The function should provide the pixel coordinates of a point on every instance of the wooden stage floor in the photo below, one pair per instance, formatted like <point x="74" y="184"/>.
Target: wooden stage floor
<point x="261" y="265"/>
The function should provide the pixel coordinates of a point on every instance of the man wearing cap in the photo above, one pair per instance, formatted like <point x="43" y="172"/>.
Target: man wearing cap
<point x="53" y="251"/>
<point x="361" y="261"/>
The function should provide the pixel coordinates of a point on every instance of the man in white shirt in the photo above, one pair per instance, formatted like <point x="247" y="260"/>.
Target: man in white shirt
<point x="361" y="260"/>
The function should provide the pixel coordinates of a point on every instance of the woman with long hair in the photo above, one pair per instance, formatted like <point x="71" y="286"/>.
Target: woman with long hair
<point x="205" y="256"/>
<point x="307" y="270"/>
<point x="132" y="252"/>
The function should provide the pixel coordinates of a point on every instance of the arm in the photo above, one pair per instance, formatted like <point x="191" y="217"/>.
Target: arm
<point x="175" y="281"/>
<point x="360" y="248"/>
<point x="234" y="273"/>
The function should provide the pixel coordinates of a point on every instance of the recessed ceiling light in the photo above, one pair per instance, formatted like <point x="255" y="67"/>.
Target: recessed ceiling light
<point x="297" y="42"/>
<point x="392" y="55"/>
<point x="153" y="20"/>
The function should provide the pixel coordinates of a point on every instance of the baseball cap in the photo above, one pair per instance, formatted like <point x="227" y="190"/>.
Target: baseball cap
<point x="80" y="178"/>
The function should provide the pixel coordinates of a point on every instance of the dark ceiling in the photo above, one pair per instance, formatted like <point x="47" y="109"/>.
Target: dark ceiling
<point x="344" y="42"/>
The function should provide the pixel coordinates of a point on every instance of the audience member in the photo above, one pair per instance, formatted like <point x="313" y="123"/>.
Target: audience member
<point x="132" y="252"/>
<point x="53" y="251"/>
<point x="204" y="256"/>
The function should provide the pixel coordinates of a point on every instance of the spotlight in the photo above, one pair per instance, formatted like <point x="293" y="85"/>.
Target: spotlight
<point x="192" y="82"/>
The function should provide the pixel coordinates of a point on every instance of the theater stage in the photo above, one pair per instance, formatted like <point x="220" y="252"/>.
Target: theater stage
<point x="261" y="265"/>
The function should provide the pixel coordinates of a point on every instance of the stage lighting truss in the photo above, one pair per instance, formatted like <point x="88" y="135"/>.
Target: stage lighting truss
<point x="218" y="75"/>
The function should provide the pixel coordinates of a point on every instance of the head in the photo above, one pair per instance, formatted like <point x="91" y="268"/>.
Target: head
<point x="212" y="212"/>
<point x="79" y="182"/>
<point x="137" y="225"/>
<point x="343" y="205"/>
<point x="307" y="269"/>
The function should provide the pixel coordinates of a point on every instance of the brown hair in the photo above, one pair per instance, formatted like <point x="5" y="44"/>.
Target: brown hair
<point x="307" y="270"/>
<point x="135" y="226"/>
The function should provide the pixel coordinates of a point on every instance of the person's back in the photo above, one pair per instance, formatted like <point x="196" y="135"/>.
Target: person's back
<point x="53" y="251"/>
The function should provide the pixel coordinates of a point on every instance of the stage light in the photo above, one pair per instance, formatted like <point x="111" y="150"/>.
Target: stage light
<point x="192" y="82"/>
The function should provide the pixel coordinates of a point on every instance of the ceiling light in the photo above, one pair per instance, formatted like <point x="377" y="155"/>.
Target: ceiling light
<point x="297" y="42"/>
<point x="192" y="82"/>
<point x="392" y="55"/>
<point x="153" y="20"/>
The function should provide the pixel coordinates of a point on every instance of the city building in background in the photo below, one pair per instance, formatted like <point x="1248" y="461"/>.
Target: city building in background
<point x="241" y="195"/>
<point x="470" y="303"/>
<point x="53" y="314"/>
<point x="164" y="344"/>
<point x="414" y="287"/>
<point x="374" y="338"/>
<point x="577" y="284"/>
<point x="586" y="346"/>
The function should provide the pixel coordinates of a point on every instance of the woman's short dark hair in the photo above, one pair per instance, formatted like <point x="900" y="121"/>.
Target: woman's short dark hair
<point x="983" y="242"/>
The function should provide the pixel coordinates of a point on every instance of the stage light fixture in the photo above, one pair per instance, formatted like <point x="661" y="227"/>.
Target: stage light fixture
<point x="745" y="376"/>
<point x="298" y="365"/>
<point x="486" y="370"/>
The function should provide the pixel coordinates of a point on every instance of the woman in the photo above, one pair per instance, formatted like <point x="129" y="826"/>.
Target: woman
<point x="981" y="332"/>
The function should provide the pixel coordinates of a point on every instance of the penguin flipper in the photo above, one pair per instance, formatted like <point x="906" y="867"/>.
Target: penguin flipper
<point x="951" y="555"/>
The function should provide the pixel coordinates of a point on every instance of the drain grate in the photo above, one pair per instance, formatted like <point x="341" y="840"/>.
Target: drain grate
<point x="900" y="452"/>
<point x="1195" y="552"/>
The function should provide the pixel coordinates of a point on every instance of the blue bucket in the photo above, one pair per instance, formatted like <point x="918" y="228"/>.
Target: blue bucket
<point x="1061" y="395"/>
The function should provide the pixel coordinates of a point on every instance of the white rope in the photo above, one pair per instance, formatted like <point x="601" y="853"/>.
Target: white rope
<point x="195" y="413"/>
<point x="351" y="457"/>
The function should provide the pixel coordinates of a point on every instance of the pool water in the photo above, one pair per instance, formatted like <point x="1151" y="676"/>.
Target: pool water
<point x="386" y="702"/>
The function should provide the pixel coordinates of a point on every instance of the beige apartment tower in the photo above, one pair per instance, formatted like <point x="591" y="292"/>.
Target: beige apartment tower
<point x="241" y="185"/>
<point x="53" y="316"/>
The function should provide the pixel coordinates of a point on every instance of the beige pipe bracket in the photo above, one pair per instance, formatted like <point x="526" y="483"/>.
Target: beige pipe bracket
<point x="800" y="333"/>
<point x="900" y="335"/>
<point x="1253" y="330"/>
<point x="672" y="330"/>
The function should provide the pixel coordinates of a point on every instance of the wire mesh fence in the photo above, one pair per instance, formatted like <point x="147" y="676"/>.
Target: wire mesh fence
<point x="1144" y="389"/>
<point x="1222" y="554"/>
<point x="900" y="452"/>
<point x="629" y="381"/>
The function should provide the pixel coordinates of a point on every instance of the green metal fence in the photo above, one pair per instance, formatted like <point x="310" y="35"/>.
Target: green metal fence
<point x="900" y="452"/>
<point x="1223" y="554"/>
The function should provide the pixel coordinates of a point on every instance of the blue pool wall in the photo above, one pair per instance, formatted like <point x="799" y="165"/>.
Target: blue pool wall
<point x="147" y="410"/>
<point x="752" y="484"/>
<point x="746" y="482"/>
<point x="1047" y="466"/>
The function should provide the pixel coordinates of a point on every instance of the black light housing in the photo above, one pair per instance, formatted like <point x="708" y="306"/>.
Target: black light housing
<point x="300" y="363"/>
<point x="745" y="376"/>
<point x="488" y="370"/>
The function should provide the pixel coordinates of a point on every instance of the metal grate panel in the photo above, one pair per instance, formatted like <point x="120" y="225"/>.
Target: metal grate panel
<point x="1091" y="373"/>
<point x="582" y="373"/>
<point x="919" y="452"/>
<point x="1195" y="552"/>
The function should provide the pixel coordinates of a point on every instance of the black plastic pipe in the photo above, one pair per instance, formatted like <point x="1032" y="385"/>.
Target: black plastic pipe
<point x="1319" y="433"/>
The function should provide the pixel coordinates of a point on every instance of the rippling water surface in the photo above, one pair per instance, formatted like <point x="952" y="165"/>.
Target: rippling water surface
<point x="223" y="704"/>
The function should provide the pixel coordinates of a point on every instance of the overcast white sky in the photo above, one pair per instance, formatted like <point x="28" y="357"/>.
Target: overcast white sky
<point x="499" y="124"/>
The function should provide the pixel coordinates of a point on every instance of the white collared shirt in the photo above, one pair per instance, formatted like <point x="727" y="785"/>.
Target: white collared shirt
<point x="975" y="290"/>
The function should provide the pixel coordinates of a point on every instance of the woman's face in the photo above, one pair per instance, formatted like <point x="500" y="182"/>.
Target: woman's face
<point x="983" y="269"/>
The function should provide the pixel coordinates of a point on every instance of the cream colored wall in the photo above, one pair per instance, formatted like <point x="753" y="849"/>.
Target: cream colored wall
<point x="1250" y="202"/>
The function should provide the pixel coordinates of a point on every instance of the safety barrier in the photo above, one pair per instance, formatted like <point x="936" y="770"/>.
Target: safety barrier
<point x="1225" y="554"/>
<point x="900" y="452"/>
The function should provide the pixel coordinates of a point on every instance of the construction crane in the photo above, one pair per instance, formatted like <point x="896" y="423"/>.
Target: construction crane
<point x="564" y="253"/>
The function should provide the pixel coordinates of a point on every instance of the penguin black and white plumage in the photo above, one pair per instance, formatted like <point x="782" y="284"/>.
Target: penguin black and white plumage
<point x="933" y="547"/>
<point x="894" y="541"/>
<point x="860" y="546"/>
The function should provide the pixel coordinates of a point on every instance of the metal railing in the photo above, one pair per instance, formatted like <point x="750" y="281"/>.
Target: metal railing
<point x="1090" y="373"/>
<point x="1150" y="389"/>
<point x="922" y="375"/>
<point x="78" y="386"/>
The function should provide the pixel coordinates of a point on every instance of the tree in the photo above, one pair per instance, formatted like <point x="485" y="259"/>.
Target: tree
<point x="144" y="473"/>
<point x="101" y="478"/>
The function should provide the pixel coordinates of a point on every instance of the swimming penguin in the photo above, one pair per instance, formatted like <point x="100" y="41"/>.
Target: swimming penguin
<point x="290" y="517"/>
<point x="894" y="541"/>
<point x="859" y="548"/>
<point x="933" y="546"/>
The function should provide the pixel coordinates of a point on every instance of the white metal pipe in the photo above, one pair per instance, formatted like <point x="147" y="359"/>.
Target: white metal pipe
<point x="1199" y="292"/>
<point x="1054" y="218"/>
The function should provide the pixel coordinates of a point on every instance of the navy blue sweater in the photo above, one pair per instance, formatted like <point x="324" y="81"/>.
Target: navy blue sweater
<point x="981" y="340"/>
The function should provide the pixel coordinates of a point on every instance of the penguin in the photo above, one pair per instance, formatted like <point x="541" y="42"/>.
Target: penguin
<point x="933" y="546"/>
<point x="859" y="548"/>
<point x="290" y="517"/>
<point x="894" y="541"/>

= Written request =
Render the lines of the records, from the line containing "of the navy" through the end of the records, as a JSON list of strings with one string per line and blank lines omitted.

= Response =
[
  "The function should provide the pixel coordinates of a point on every instance of the navy blue sweater in the photo above, one pair per instance, formatted like <point x=\"324\" y=\"81\"/>.",
  "Target: navy blue sweater",
  "<point x=\"981\" y=\"340\"/>",
  "The function should provide the pixel coordinates of a point on every instance of the penguin in the photo above, one pair per instance, formatted like <point x=\"541\" y=\"42\"/>.",
  "Target: penguin",
  "<point x=\"933\" y=\"546\"/>",
  "<point x=\"859\" y=\"548\"/>",
  "<point x=\"290\" y=\"517\"/>",
  "<point x=\"894\" y=\"541\"/>"
]